Entries that point to named objects:
---
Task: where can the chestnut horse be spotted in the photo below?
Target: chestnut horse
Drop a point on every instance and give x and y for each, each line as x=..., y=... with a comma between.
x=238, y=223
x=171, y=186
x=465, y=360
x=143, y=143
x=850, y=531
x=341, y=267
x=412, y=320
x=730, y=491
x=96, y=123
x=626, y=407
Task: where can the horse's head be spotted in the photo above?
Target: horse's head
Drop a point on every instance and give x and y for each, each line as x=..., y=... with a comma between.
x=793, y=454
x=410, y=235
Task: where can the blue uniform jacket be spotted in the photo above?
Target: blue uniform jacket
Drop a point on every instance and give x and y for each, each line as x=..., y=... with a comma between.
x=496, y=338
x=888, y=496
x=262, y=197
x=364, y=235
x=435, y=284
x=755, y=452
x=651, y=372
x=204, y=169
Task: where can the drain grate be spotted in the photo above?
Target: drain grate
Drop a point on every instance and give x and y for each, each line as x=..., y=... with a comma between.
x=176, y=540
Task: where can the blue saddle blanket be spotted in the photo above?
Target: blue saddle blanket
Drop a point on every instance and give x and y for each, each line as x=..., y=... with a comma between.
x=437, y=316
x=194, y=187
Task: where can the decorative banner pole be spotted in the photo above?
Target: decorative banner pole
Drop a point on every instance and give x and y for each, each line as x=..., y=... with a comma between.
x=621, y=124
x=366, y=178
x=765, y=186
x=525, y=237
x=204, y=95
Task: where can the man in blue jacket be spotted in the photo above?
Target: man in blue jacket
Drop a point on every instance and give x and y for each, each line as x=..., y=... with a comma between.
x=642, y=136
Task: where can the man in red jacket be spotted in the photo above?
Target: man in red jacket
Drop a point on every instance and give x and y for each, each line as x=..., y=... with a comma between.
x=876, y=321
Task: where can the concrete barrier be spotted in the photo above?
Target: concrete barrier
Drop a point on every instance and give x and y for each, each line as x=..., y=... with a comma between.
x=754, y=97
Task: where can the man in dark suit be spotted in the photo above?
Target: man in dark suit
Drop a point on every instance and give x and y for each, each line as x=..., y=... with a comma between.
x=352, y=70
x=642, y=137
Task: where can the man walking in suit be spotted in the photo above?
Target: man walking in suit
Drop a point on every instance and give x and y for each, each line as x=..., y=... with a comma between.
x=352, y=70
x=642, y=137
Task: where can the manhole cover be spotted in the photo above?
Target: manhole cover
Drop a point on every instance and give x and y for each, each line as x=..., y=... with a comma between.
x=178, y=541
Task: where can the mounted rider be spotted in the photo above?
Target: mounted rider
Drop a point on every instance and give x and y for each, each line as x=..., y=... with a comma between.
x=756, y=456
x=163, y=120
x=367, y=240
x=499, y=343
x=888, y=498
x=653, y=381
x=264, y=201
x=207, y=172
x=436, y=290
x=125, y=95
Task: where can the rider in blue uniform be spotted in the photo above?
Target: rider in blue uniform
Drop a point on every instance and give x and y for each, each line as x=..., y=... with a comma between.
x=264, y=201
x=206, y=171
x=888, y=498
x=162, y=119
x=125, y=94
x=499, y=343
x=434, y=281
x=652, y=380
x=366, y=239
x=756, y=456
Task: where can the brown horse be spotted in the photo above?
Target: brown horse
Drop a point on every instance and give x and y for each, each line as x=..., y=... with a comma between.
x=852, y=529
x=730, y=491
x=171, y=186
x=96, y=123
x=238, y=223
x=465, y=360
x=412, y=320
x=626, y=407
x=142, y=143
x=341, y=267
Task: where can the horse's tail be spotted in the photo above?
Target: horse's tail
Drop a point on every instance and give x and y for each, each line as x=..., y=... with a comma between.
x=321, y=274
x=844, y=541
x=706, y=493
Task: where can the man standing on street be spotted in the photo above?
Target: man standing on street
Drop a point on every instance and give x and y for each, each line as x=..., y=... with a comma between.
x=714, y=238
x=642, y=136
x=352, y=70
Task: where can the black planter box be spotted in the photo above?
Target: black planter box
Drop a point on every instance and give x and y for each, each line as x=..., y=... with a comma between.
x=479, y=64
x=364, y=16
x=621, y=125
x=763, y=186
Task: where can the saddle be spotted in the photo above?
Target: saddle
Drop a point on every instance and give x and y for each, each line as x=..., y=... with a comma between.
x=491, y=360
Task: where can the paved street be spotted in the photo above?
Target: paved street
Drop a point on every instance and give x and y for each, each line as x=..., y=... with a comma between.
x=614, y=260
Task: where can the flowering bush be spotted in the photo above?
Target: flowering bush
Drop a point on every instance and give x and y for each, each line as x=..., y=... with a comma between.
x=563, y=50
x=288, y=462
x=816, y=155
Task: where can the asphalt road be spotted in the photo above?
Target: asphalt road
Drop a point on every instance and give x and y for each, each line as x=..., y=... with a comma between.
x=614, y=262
---
TASK OBJECTIVE:
Can you write out all of the entries above again, swapping every "Drop a point" for "Place a marker" and keeping everything else the same?

ANSWER TO THE EXERCISE:
Task: where can the chestnut horse be spotted in the photo below?
Target: chestnut horse
Place a marker on every instance and give x and y for each, each line as x=..., y=... with a comma between.
x=238, y=223
x=171, y=186
x=465, y=360
x=143, y=143
x=850, y=531
x=341, y=267
x=412, y=320
x=730, y=491
x=96, y=123
x=626, y=407
Task: where can the horse's head be spotted in the photo above?
Target: horse's head
Place a marker on every instance and give x and y for each, each line as x=..., y=... with a comma between.
x=793, y=454
x=410, y=235
Task: where can the blue uniform jacket be spotted in the photo above?
Target: blue uniform jacket
Place a marker on every instance and give x and y for each, each line as x=..., y=... with a comma between.
x=496, y=338
x=888, y=496
x=262, y=197
x=364, y=235
x=435, y=284
x=755, y=452
x=651, y=372
x=204, y=169
Task: where can the drain grate be spotted in the photo above?
Target: drain grate
Place a marker on every instance and give x and y for each, each line as x=..., y=... with a comma between.
x=176, y=540
Task: where can the blue saddle blanket be spotted in the photo above?
Target: blue saddle blanket
Place a marker on every instance and give x and y for each, each line as x=..., y=... with a comma between.
x=437, y=316
x=194, y=187
Task: where can the decorative banner pole be spotted in the photo above?
Target: decorative banner pole
Place a marker on every instance and give x and y for each, each line as x=..., y=... with a comma between.
x=621, y=124
x=366, y=178
x=765, y=186
x=525, y=237
x=204, y=95
Task: where can the man in blue jacket be spotted in the photo above?
Target: man in blue jacket
Place a marker on every instance and give x and y for each, each line as x=..., y=... with a comma between.
x=642, y=136
Task: where can the man in red jacket be spotted in the photo above?
Target: man in red jacket
Place a marker on every instance and give x and y for each, each line as x=..., y=... with a comma between.
x=876, y=321
Task: where can the concrete barrier be spotted in the photo above?
Target: concrete barrier
Place a marker on every instance and give x and y for each, each line as x=..., y=... with a comma between.
x=754, y=97
Task: where can the man in dark suit be spotted in the photo above?
Target: man in dark suit
Place a marker on every instance and give x and y for each, each line as x=..., y=... with a comma between.
x=352, y=70
x=642, y=137
Task: where can the man walking in suit be spotted in the photo above?
Target: man walking in suit
Place a marker on every instance and give x and y for each, each line as x=..., y=... with a comma between.
x=352, y=70
x=642, y=137
Task: where can the manhole cover be spotted in the photo above?
Target: manhole cover
Place a marker on every instance and give x and y for each, each line as x=..., y=... with a comma between.
x=178, y=541
Task: where can the mounted rider be spotted in the photo above?
Target: mounted rider
Place a marker on every instance and give x and y for each, each line as x=..., y=... with a comma between.
x=756, y=456
x=163, y=120
x=367, y=240
x=499, y=343
x=888, y=498
x=653, y=381
x=264, y=201
x=207, y=172
x=436, y=290
x=125, y=95
Task: where can the rider in blue uniform be spotted in the photo above?
Target: rider in blue uniform
Place a marker on every instance and give x and y for each, each line as x=..., y=... with a comma between.
x=264, y=201
x=206, y=171
x=888, y=498
x=162, y=119
x=125, y=94
x=499, y=343
x=434, y=281
x=652, y=380
x=366, y=239
x=756, y=456
Task: where can the brown horse be spotted in the photo above?
Target: brown horse
Place a marker on every instance and give x and y for each, each line as x=..., y=... with a comma between.
x=852, y=529
x=730, y=491
x=171, y=186
x=96, y=123
x=238, y=223
x=465, y=360
x=412, y=320
x=626, y=407
x=142, y=143
x=341, y=267
Task: where can the horse's tail be spotted in the photo above?
Target: horse's tail
Place a marker on every instance and give x and y for each, each line as x=..., y=... with a comma between.
x=321, y=274
x=844, y=541
x=706, y=493
Task: where can the man standing on street be spotted in the photo above?
Target: man standing on street
Place a marker on every instance and give x and y for each, each line as x=..., y=... with a comma between.
x=714, y=238
x=642, y=136
x=352, y=70
Task: where can the black planter box be spotted in the photo above?
Target: black planter box
Place a marker on every instance and give x and y for each, each line as x=..., y=... with a comma between.
x=479, y=64
x=364, y=16
x=621, y=125
x=763, y=186
Task: where can the saddle be spotted in the photo above?
Target: saddle
Place a marker on every instance and give x and y for each, each line as x=..., y=... with a comma between.
x=491, y=360
Task: where can the paved street be spotted in the photo above?
Target: paved street
Place a marker on every instance and give x and y for each, each line as x=..., y=... with a comma between.
x=614, y=260
Task: where can the flowering bush be spotted in the photo above?
Target: flowering bush
Place a marker on every instance and give x and y for each, each line as x=..., y=... with a comma between.
x=563, y=50
x=288, y=462
x=816, y=155
Task: where can the asphalt road be spotted in the photo above?
Target: asphalt road
Place a marker on every instance and give x and y for each, each line as x=..., y=... with a comma between.
x=614, y=262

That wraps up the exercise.